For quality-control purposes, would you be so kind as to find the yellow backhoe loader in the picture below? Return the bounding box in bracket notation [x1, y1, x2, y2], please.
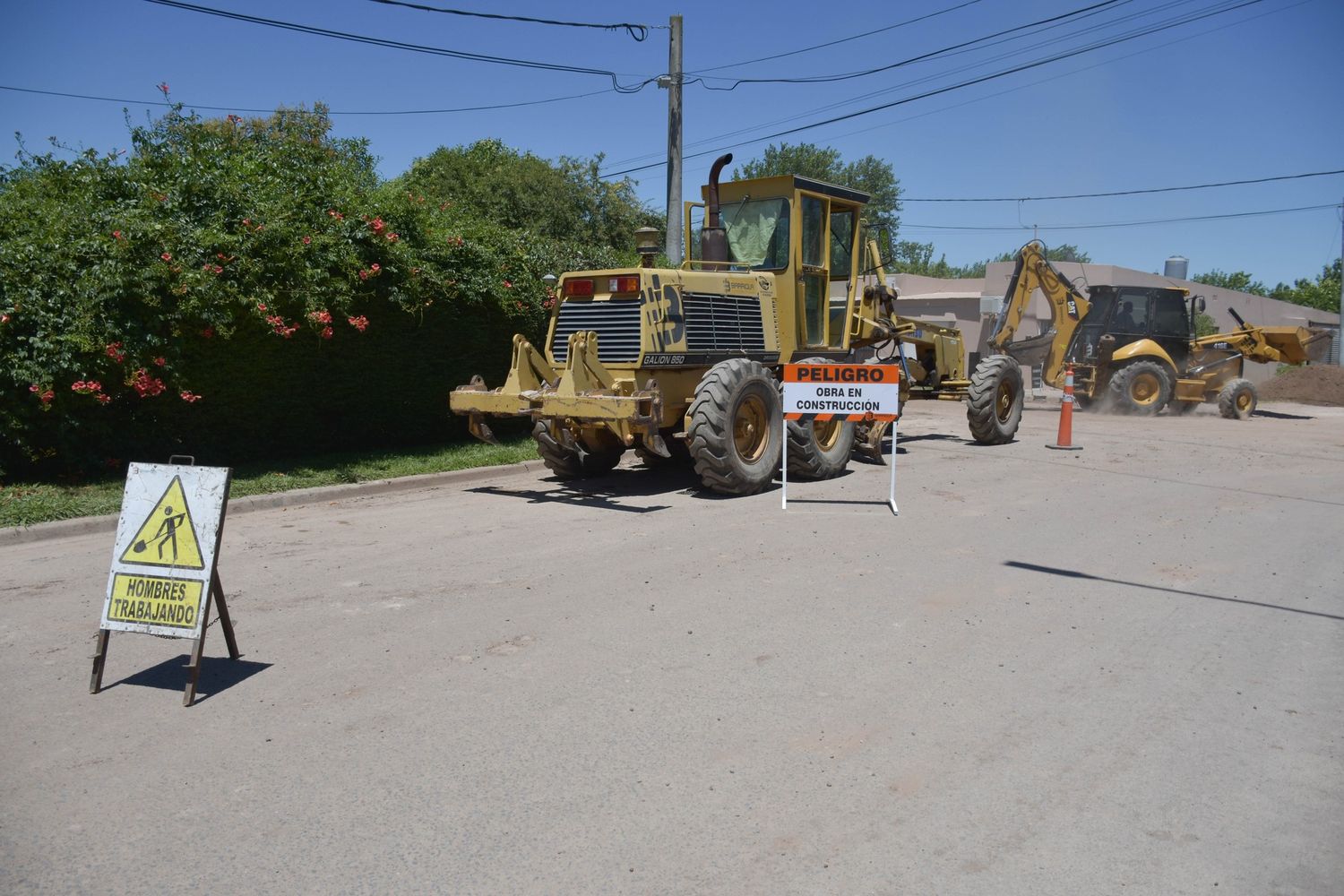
[988, 240, 1331, 419]
[449, 154, 1021, 495]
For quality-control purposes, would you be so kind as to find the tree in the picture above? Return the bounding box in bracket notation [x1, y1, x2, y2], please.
[1271, 258, 1340, 312]
[733, 143, 900, 256]
[394, 140, 661, 250]
[1191, 267, 1263, 296]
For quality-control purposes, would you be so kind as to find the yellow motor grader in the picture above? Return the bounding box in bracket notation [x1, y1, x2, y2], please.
[449, 154, 1023, 495]
[988, 240, 1331, 419]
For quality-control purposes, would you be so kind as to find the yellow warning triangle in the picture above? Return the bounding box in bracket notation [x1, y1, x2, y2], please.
[121, 476, 206, 570]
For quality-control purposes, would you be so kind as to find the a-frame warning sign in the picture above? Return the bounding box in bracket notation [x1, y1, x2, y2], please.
[89, 458, 242, 707]
[121, 476, 206, 570]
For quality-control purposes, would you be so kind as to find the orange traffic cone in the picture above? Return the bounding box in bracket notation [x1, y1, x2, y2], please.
[1046, 364, 1083, 452]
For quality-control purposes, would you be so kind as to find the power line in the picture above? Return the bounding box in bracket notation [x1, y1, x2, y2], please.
[696, 0, 1133, 90]
[687, 0, 983, 75]
[900, 202, 1340, 234]
[601, 0, 1263, 177]
[785, 0, 1312, 149]
[0, 84, 613, 116]
[144, 0, 655, 92]
[370, 0, 656, 40]
[609, 0, 1204, 167]
[900, 168, 1344, 202]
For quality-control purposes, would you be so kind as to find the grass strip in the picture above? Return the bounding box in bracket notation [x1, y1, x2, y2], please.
[0, 438, 537, 527]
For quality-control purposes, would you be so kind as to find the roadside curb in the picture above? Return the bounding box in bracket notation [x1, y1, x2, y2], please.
[0, 461, 546, 547]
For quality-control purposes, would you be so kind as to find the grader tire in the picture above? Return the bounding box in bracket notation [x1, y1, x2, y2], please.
[785, 358, 855, 479]
[967, 355, 1021, 444]
[532, 423, 624, 479]
[1109, 361, 1172, 417]
[1218, 379, 1260, 420]
[685, 358, 781, 495]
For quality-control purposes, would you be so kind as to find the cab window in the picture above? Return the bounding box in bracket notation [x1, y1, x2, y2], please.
[1110, 289, 1148, 333]
[720, 199, 789, 270]
[1153, 293, 1190, 339]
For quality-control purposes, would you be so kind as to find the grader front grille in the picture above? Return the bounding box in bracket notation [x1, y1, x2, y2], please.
[551, 298, 640, 364]
[682, 293, 765, 352]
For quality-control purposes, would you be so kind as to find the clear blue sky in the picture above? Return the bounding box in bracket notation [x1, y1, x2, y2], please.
[0, 0, 1344, 286]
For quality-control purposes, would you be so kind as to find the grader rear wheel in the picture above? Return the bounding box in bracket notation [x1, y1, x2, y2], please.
[967, 355, 1021, 444]
[785, 358, 855, 479]
[685, 358, 781, 495]
[532, 422, 625, 479]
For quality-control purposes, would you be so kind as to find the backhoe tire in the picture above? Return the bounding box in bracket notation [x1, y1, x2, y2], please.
[967, 355, 1023, 444]
[785, 358, 855, 479]
[685, 358, 782, 495]
[1218, 379, 1260, 420]
[532, 423, 625, 479]
[1107, 361, 1172, 417]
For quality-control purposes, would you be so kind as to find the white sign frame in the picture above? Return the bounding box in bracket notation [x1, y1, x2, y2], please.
[780, 364, 900, 516]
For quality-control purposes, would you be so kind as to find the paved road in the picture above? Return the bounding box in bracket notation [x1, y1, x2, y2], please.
[0, 404, 1344, 895]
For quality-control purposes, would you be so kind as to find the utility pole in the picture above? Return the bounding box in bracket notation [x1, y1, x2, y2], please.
[659, 16, 682, 267]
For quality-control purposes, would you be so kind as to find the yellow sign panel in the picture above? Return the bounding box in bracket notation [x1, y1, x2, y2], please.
[108, 574, 206, 630]
[121, 476, 206, 570]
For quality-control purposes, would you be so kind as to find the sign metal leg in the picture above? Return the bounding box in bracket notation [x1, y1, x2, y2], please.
[210, 571, 244, 659]
[89, 629, 112, 694]
[182, 587, 215, 707]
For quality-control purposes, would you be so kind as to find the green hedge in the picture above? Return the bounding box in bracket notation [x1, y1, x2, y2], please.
[0, 108, 631, 478]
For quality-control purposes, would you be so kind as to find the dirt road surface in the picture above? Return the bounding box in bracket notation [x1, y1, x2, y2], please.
[0, 403, 1344, 895]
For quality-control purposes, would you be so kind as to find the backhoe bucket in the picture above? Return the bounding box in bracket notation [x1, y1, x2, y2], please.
[1265, 326, 1331, 364]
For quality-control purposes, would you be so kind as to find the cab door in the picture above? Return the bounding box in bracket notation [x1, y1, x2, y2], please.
[798, 194, 831, 349]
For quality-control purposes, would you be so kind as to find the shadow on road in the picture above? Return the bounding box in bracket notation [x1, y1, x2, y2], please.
[468, 466, 704, 513]
[1252, 407, 1316, 420]
[104, 653, 273, 702]
[1004, 560, 1344, 622]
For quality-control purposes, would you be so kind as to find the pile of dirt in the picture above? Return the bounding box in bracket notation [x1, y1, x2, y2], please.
[1258, 364, 1344, 407]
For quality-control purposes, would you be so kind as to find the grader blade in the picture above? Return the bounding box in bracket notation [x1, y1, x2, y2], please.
[467, 411, 500, 444]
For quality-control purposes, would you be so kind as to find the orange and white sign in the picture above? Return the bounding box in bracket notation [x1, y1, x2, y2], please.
[784, 364, 900, 422]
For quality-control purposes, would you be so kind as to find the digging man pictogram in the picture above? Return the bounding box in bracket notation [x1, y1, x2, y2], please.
[134, 506, 187, 560]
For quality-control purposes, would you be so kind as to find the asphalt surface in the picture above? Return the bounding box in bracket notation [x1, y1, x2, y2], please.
[0, 403, 1344, 895]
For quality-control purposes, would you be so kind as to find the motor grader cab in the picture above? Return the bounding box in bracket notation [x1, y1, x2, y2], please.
[989, 240, 1330, 419]
[449, 154, 1021, 495]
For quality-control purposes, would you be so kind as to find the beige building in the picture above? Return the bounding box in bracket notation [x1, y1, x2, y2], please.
[871, 262, 1340, 383]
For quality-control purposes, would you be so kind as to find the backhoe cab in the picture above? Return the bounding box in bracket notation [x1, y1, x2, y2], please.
[989, 242, 1330, 419]
[451, 154, 1021, 495]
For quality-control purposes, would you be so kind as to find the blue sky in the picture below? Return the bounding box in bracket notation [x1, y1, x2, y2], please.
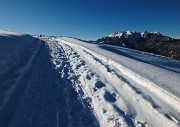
[0, 0, 180, 40]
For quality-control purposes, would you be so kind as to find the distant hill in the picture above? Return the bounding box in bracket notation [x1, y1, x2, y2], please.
[97, 31, 180, 60]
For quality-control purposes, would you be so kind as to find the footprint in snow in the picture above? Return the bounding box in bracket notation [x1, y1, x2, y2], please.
[104, 91, 116, 102]
[94, 81, 106, 91]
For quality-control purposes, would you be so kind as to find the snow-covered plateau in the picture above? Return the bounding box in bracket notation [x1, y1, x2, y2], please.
[0, 30, 180, 127]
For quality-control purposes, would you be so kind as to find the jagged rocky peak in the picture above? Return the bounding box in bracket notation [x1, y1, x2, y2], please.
[107, 30, 161, 38]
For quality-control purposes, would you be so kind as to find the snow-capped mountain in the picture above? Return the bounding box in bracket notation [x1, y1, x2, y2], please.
[0, 30, 180, 127]
[107, 30, 161, 39]
[97, 31, 180, 59]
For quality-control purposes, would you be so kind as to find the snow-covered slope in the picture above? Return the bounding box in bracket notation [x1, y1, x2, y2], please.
[57, 37, 180, 126]
[0, 31, 180, 127]
[0, 30, 39, 107]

▸ PROBLEM REQUIREMENTS
Copy out the records, beginning with the line that contains "the orange traffic" and continuing through the line that contains "[0, 461, 546, 547]", with both of those lines included.

▸ RESPONSE
For quality-control purposes, would you be so kind as to find the orange traffic cone in the picture above? Return the bounding box in bracket notation [x1, y1, x2, y2], please.
[1046, 364, 1083, 452]
For quality-control purposes, would you be so kind as to find the power line in the picture above? Return the bounding box in bracket notation [x1, y1, x2, y2], please.
[696, 0, 1133, 90]
[687, 0, 983, 75]
[900, 202, 1340, 234]
[601, 0, 1263, 177]
[785, 0, 1312, 149]
[0, 84, 613, 116]
[144, 0, 655, 92]
[370, 0, 656, 40]
[609, 0, 1204, 167]
[900, 168, 1344, 202]
For quality-control purposes, would you be so kind as to find the grass strip in the picture above? Return the bounding box in bracket notation [x1, y1, x2, y2], please.
[0, 438, 537, 527]
For quality-control purposes, would you be so kind as to find the roadside curb in the picture above? Return the bounding box in bracket notation [x1, y1, x2, y2], please.
[0, 461, 546, 547]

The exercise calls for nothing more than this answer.